- Seçilen bölüm:

Kerem Yıldırım

Gücümüzü Hak'tan Almalıyız

Kerem Yıldırım

Güç ve Hak; insanlığın varlığından beri gündemden düşmeyen iki önemli kavram.
Güçlü olmak için, gücü elde etmek için çok çetin mücadeleler verilmiş. 

Bu güç bazen Devlet, bazen servet bazen de makam-mevki gücü olmuştur.
Elde edilen güç, kimi zaman Hak uğruna meşru dairede kullanılırken, kimi zamanlarda ise baskı ve zulmün aracı olmuştur.

Güçlü olmanın mücadelesini veren insan çoğu kez Haktan uzaklaşmış, Haktan uzaklaşınca da elde ettiği güç ile başkalarını ezmeye ve sindirmeye cesaret etmekten geri durmamıştır.

Gücün kaynağı meşru olmayınca, insanı Firavunlaştırır. Firavunlaşan insan bir süre sonra kendisini Tanrı (Rab) olarak görmeye başlar. Kur'an-ı Kerim birçok Sure’de bu konuyu gündemimize taşır ve adeta şöyle der: Sakın ha Firavuna özenleyim.

Kur-an-ı Kerim; ' Yüce Allah'(cc)ın firavuna varlık, güç ve hükümdarlık verdiğini, Allah'ın verdiği bu hükümranlık (güç) ile şımararak, bu gücü kendisine veren Allah'ı İnkâr ettiğini ve güç zehirlenmesi yaşadığını' anlatır.

Şımaran Firavun daha da ileri giderek kendisinin rab (ilah) olduğunu iddia etmeye başlar. 

Kur'an-ı Kerim'de bu durum şöyle anlatılır: "Firavun ise tamamen yalanladı, isyan etti. Sonra olanca çabasını göstererek sırtını döndü. Derhal adamlarını topladı ve 'ben sizin en yüce rabbinizim' diye bağırdı." (Naziat suresi 21-24 ayetler) 

Başka bir ayette ise firavunun ilahlık tasladığı anlatılır: " Ey ileri gelenler sizin benden başka biri olduğunu bilmiyorum."(Kasas 38 )

Allah'ın kendisine verdiği gücü kendinden vehmeden, gücü veren Allah'ı yok sayan ve güç zehirlenmesi yaşayan Firavun sonunda Kızıldeniz’de boğularak helak oldu. Çünkü firavun Hakka dayanmayan bir güç sahibiydi. Haklı değildi, gücünü insanlara zulmetmek için kullanıyordu.

- Veri satırları:
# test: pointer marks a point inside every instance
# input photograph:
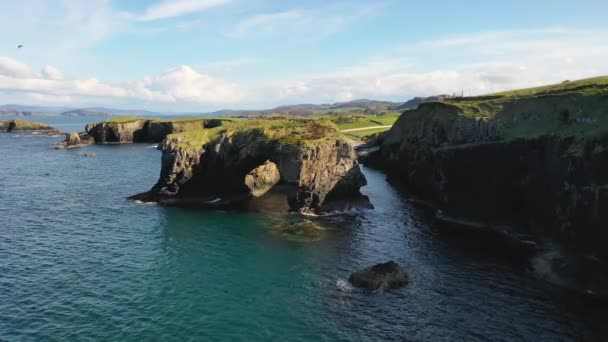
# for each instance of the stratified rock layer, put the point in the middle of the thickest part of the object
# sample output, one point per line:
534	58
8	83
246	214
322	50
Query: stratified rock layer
249	158
536	159
144	130
26	126
75	140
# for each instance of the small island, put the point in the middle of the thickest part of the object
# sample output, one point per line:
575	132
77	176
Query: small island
24	126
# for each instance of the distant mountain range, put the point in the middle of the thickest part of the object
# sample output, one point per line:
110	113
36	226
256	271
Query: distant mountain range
362	106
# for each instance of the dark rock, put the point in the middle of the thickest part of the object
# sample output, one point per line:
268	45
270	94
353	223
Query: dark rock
75	140
551	182
386	276
144	130
262	178
248	162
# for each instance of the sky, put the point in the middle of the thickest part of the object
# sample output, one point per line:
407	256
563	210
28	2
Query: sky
205	55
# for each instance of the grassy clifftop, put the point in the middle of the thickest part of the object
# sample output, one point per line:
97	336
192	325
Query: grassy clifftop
283	131
572	108
23	125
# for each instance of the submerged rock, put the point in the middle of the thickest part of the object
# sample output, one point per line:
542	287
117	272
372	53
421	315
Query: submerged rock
75	140
386	276
262	178
27	126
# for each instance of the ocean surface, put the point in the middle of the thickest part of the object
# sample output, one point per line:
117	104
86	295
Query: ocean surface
80	262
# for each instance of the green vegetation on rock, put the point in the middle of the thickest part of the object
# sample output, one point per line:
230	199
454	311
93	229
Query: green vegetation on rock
284	131
571	108
24	125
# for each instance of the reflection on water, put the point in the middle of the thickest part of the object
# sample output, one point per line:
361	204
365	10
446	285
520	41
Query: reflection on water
79	261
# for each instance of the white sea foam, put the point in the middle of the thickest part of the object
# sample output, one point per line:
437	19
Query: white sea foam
344	285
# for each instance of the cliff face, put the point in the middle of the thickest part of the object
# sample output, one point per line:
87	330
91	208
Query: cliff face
247	161
144	130
537	161
26	126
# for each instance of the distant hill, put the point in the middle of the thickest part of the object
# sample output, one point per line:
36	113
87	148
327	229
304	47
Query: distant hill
25	110
416	101
362	106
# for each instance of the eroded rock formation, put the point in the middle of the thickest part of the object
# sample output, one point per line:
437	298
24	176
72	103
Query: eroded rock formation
380	277
242	160
75	140
537	160
144	130
26	126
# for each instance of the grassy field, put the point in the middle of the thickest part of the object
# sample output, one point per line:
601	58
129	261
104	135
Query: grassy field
284	131
568	109
357	121
23	125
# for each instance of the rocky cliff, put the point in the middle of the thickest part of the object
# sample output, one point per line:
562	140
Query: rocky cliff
536	159
135	130
26	126
241	160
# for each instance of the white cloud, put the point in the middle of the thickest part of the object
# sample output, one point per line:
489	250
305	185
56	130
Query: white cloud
186	84
474	64
312	23
51	73
182	84
175	8
13	68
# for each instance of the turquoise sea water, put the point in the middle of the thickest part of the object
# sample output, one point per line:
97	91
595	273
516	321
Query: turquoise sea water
80	262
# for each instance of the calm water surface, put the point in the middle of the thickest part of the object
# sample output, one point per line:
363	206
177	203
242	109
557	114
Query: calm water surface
80	262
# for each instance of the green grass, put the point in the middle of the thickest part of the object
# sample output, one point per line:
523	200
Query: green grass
573	108
125	119
359	121
283	131
24	125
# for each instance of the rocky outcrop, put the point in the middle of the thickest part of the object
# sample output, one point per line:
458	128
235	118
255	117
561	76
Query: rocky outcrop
144	130
380	277
75	140
27	127
262	178
536	161
241	161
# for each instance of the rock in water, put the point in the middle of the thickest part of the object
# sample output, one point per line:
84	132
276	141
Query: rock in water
262	178
75	140
27	126
386	276
536	160
247	158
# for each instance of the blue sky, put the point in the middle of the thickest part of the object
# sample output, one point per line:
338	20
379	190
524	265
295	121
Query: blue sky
201	55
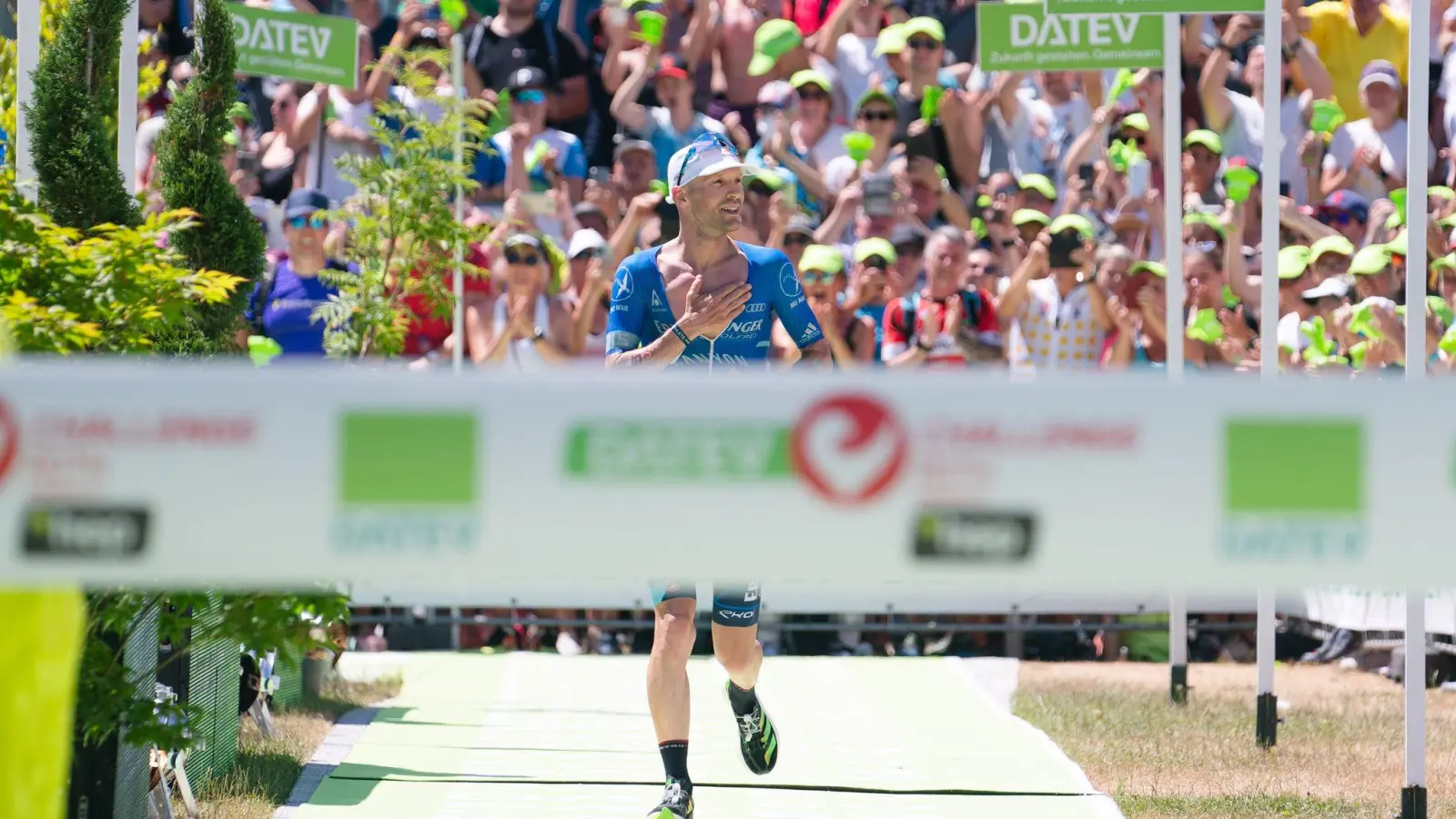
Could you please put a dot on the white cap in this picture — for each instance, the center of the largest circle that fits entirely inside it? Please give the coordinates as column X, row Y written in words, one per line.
column 710, row 153
column 584, row 239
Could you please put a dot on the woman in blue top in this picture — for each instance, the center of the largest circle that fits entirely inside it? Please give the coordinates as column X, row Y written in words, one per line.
column 283, row 302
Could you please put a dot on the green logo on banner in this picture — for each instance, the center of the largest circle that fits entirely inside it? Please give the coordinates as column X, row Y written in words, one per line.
column 1295, row 490
column 313, row 48
column 703, row 452
column 1023, row 36
column 408, row 482
column 1155, row 6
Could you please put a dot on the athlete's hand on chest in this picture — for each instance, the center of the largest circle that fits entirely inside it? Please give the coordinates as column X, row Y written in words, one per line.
column 710, row 314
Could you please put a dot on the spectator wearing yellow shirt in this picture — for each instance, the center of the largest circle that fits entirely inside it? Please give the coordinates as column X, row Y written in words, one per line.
column 1349, row 35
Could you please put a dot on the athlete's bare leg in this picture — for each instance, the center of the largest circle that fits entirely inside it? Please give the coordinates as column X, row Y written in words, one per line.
column 740, row 653
column 673, row 639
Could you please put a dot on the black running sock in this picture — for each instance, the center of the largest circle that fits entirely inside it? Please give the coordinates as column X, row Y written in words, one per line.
column 742, row 700
column 674, row 761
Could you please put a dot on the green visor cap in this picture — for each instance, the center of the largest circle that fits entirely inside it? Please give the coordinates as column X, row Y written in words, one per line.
column 1074, row 222
column 1040, row 184
column 875, row 247
column 1293, row 261
column 822, row 258
column 1026, row 216
column 1370, row 261
column 1331, row 245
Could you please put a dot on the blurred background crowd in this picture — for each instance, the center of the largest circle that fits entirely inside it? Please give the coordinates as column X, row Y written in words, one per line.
column 938, row 215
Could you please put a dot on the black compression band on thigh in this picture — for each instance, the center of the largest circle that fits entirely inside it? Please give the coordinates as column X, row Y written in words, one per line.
column 737, row 606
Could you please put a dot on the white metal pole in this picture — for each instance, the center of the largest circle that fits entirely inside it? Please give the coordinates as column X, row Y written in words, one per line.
column 1416, row 691
column 1172, row 191
column 458, row 312
column 28, row 56
column 1176, row 322
column 1412, row 797
column 1178, row 646
column 1266, row 703
column 127, row 98
column 1270, row 171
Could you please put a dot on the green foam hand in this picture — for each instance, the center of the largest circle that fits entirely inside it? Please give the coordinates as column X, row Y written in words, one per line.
column 1325, row 116
column 262, row 350
column 1121, row 84
column 1206, row 327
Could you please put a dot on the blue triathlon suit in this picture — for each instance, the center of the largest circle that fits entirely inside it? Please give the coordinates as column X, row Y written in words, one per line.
column 640, row 315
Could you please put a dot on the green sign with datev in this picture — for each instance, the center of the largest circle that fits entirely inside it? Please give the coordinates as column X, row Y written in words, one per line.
column 1155, row 6
column 310, row 48
column 1295, row 490
column 408, row 482
column 1023, row 36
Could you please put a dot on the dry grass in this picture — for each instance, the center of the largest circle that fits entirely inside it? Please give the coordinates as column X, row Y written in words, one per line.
column 1339, row 755
column 267, row 770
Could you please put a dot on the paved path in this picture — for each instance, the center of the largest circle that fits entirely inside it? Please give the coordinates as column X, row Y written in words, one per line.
column 543, row 736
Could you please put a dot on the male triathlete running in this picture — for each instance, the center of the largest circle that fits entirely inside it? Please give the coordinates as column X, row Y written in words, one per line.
column 705, row 298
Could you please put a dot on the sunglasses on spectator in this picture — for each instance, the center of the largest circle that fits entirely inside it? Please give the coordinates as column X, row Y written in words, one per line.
column 315, row 220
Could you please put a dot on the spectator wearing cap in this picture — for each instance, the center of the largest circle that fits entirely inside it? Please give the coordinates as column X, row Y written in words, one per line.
column 1239, row 120
column 814, row 135
column 633, row 167
column 1353, row 34
column 529, row 329
column 822, row 276
column 943, row 325
column 1059, row 314
column 1142, row 332
column 415, row 34
column 1378, row 273
column 875, row 116
column 848, row 41
column 589, row 292
column 529, row 155
column 776, row 116
column 1347, row 212
column 672, row 126
column 347, row 121
column 1369, row 155
column 798, row 234
column 733, row 47
column 870, row 293
column 1330, row 258
column 283, row 302
column 500, row 47
column 1203, row 159
column 909, row 264
column 951, row 136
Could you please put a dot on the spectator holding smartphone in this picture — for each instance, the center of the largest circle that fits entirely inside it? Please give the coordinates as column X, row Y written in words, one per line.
column 941, row 325
column 1059, row 314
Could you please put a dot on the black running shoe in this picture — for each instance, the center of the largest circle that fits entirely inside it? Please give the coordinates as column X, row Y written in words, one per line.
column 677, row 804
column 757, row 741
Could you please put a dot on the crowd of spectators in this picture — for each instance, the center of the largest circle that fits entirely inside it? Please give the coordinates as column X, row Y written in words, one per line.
column 939, row 215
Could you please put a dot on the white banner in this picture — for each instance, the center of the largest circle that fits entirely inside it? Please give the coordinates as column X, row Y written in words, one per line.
column 1366, row 610
column 871, row 486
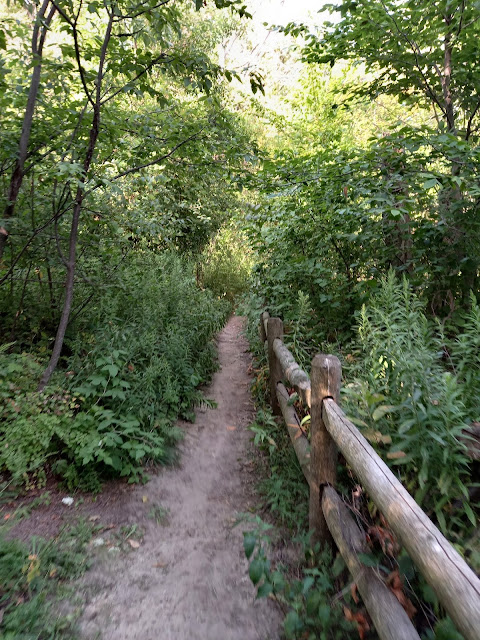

- Yazılı talep 1: Seçilen bölüme göre Firavun sonunda nerede boğularak helak oldu?
- Yazılı talep 2: Seçilen bölümdeki "Bu güç bazen Devlet, bazen servet bazen de makam-mevki gücü olmuştur." cümlesini İngilizceye çevirin.
- Yazılı talep 3: Güç ve hak üzerine yazılmış yazıyı bittiği yerden sürdürün.

- Görev sonucu 1: Firavun sonunda Kızıldeniz'de boğularak helak oldu.

- Görev sonucu 2: This power has sometimes been the power of the State, sometimes that of wealth, and sometimes that of rank and position.

- Görev sonucu 3:
Haktan kaynaklanmayan güç, zulme götürür, Haksız güç sahibini zalim yapar. Güçsüz hak ise çaresizliğe götürür.

Güç-Hak dengesinin korunması toplumdaki dengenin de korunması demektir. Bu durum adaletin tecellisine de önayak olur. 

İslam'ın ilk Halifesi olan Hz. Ebubekir (r.a) halife seçildikten sonra taptığı ilk konuşmasında şunları söyler: " Güçsüz olan şayet haklı ise, hakkını alıncaya kadar benim yanımda güçlüdür. Güçlü olan haksız ise, kendisinden hak sahibinin hakkını alıncaya kadar benim yanımda güçsüzdür.  Allah'a ve Resulüne itaat ettiğim sürece bana itaat ediniz."

Hz. Ebubekir (r.a)’ın İslam halifesi olarak Hakkın ve haklının yanında olmayı kendisine hedef edindiğini müşahede ediyoruz. Bizler de sahip olduğumuz gücü kullanırken O büyük insanı örnek almalıyız. Hz Ebubekir (r.a) gücünü Haktan aldığı için Müslümanlar nezdinde karşılık bulmuş, büyük bir örneklik teşkil etmiştir.

Güçlü insan, enerjisini Haktan alan insandır.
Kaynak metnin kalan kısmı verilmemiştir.